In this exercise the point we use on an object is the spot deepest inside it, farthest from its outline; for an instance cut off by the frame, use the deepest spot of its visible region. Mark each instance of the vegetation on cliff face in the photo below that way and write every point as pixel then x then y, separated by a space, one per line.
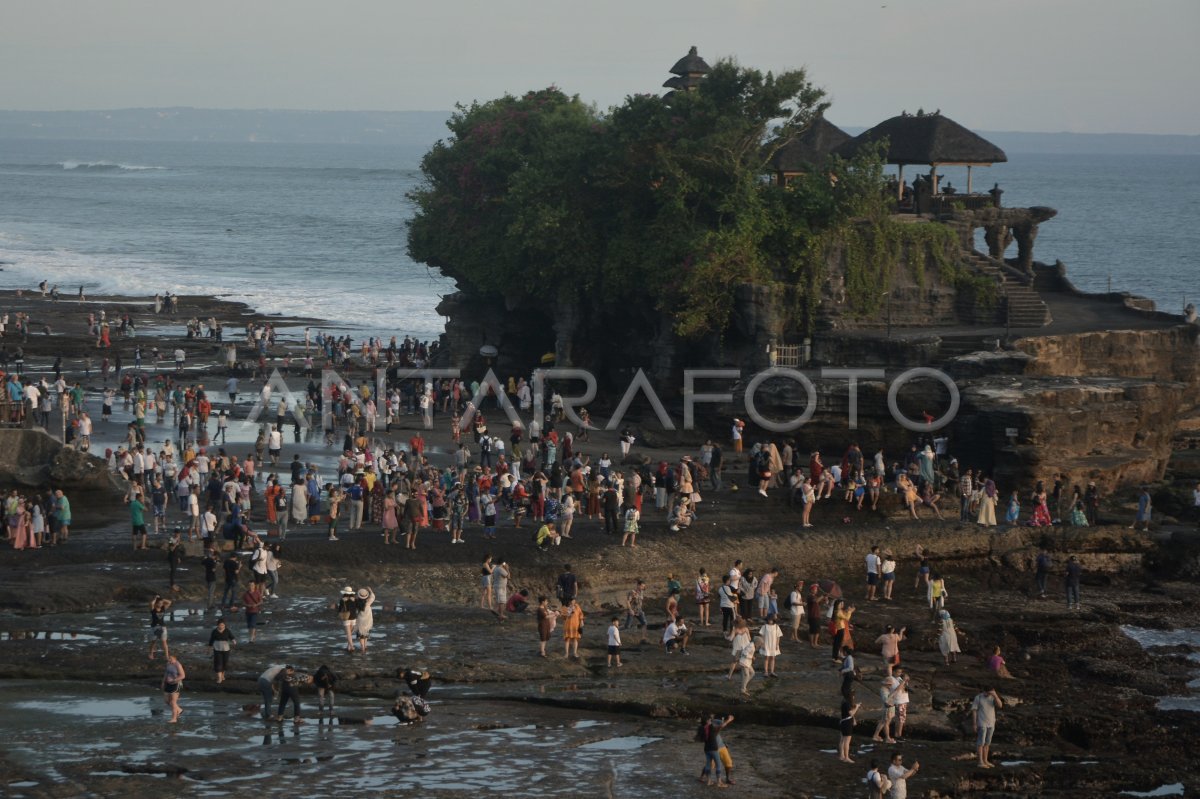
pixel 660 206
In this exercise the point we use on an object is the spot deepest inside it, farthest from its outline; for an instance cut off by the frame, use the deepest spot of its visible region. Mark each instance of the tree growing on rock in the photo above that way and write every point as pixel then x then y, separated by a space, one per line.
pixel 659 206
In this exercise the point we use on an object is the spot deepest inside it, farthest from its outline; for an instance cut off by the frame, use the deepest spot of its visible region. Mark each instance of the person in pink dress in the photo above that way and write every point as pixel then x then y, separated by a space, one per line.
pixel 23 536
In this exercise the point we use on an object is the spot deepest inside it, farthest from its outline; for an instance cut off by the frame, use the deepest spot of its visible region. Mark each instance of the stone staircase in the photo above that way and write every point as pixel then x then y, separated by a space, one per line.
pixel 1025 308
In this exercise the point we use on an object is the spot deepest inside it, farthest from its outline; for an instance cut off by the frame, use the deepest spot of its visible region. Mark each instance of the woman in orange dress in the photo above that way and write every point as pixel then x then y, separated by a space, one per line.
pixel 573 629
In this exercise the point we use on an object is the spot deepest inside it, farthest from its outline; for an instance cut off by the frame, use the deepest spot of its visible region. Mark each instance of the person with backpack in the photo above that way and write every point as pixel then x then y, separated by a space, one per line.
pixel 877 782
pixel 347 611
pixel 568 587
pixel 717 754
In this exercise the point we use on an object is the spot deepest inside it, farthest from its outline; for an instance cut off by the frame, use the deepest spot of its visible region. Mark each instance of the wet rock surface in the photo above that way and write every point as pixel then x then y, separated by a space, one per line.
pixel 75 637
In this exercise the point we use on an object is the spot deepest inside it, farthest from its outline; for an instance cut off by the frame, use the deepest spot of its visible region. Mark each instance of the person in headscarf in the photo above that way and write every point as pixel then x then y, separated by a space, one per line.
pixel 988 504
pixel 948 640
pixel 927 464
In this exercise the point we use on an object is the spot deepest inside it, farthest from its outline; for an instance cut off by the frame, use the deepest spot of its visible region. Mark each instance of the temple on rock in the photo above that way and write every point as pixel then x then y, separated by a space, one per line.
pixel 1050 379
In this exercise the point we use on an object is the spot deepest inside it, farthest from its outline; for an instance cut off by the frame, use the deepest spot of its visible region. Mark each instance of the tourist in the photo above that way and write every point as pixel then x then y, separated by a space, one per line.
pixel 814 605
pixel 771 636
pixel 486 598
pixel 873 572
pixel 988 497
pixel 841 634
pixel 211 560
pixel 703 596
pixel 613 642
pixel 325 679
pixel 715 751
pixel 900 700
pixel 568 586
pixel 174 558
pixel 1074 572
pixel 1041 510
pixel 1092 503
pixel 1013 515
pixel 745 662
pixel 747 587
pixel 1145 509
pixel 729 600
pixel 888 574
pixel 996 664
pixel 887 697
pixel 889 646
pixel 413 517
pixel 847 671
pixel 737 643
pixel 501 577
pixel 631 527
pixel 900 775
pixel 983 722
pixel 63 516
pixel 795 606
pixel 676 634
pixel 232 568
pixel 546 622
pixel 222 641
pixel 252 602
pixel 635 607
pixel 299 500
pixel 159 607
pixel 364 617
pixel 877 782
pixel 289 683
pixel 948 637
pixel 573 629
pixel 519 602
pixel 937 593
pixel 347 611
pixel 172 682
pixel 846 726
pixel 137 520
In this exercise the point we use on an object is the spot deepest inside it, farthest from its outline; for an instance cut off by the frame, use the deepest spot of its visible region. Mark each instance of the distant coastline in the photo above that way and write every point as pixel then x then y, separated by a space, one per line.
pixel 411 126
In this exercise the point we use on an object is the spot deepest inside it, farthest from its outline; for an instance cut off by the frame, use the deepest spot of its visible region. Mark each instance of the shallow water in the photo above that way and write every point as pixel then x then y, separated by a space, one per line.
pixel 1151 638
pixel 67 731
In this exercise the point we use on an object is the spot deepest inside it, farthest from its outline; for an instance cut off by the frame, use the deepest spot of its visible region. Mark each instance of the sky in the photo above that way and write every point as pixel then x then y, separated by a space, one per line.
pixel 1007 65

> **Given exercise**: Print every one of the lines above again word for word, leaving out the pictures.

> **Reply to the exercise**:
In this exercise the point we use on an object is the spot deepest inside it, farthest from its outline; for an instance cut off by the frame, use the deepest spot of its visible region. Mark each instance of the vegetation on cliff face in the photo below that way and write every point as pixel then x then y, separated by a space, one per line.
pixel 660 206
In this exercise the point we use on an object is the spot deepest inside it, farthest from its outline; for an instance cut off by the frame, use the deepest spot of its visible region. Mark each instance of the tree growing on rock in the photo above that way and write every point as pixel then x then y, separated by a space, one per line.
pixel 659 206
In this exercise the point we use on an object is the spot deepest inside it, farthest from its outline; for an instance cut off by the frame, use the deepest spot of its visible region. Mark each instance of the person in pink dress in the photo above that way and write every point as pixel then x then y, separated by a space, one per line.
pixel 23 536
In this exercise the point we use on an object is the spot deepest inside it, farthest from its outline; for an instance cut off by the frame, use the deepest spot of its visible region. Mark each instance of the stone staircase in the photo above that way and write every point as pixel then x then y, separated by a space, one per line.
pixel 1025 308
In this exercise the point we use on an object is the spot deepest inside it, farthest from its outline; for an instance cut off by the frame, use the deepest spot of its visible region. Mark each instance of the woman in orange dress in the photo above that way and write every point as pixel then x then y, separated by a space, one per line.
pixel 573 629
In this exercise the point we use on an object is the spot deepest inside it, farthest from its outline; for an instance cut off by the frame, use the deepest spot of its visible region. Mark each instance of the person with backpack in the photo above that way and write every point as pixel then x then y, separated by a space, one per line.
pixel 877 782
pixel 347 611
pixel 568 587
pixel 717 754
In this exercise the point we use on an object is the spot deepest inside it, farthest from its outline; for an instance cut off by the frame, use the deepest spot of its visible region. Mark each instance of the wet rock surface in the photo above that way and write every point as pixel then x then y, separated by a space, one per line.
pixel 75 637
In this exercise the point we use on an object is the spot deepest inside it, farthest from its outline; for an instance cut off by the frame, use the deepest spot of its visible region. Mark each instance of the person in headscarf in the photo above that way and write every point as pixel then x then y, separated by a space, one per line.
pixel 988 504
pixel 948 640
pixel 927 464
In this exercise the point we use on an object is the spot deepest inside it, farthest from its outline; for an instance cut off by the frame, use the deepest spot of its visible region. Mark each instance of the temple on rock in the photo above that way and write every point as pixel then x then y, separated by a space, one per line.
pixel 1050 379
In this exercise the point we use on an object is the spot deepest inside it, farthest from its outline; for an instance cut off by the frame, use the deepest spot of its visible region. Mark each instance of the tourist in the photo above that way and write every point as pixel then x then y, separated by a space, one per line.
pixel 814 605
pixel 771 636
pixel 486 598
pixel 873 572
pixel 988 497
pixel 841 634
pixel 211 560
pixel 703 596
pixel 613 642
pixel 325 679
pixel 715 751
pixel 900 700
pixel 568 586
pixel 174 558
pixel 1074 572
pixel 1041 510
pixel 1092 503
pixel 1013 515
pixel 745 662
pixel 747 587
pixel 1145 509
pixel 729 600
pixel 888 574
pixel 996 664
pixel 887 697
pixel 889 646
pixel 413 517
pixel 847 671
pixel 737 643
pixel 501 577
pixel 631 527
pixel 900 775
pixel 983 722
pixel 63 516
pixel 795 606
pixel 676 634
pixel 232 568
pixel 546 622
pixel 222 641
pixel 252 602
pixel 635 607
pixel 299 500
pixel 159 607
pixel 364 617
pixel 877 782
pixel 289 683
pixel 948 637
pixel 573 629
pixel 519 602
pixel 937 593
pixel 347 611
pixel 172 682
pixel 846 726
pixel 137 520
In this exercise the point we use on an object is the spot deepest inside it, farthest from its outline; for an instance cut off by the frame, use the deepest spot of its visible region. Mark each instance of the distant coastline in the photo above that way and write every point as pixel then x then y, separated by a space, one per line.
pixel 411 126
In this exercise the point we use on an object is the spot deepest inside it, farthest from its outline; for an instance cut off by the frame, use the deepest spot of its visible region. Mark each instance of the shallow water in the photo above that way and write every point as pixel then x then y, separated by a space, one per line.
pixel 1151 638
pixel 67 731
In this exercise the point we use on an object is the spot deepest inside it, farthest from its outline; for an instance cut off by the frame, use the deepest spot of its visible region. Mark each instance of the sky in the photo above that way and write every point as pixel then x then y, separated by a space, one per line.
pixel 1007 65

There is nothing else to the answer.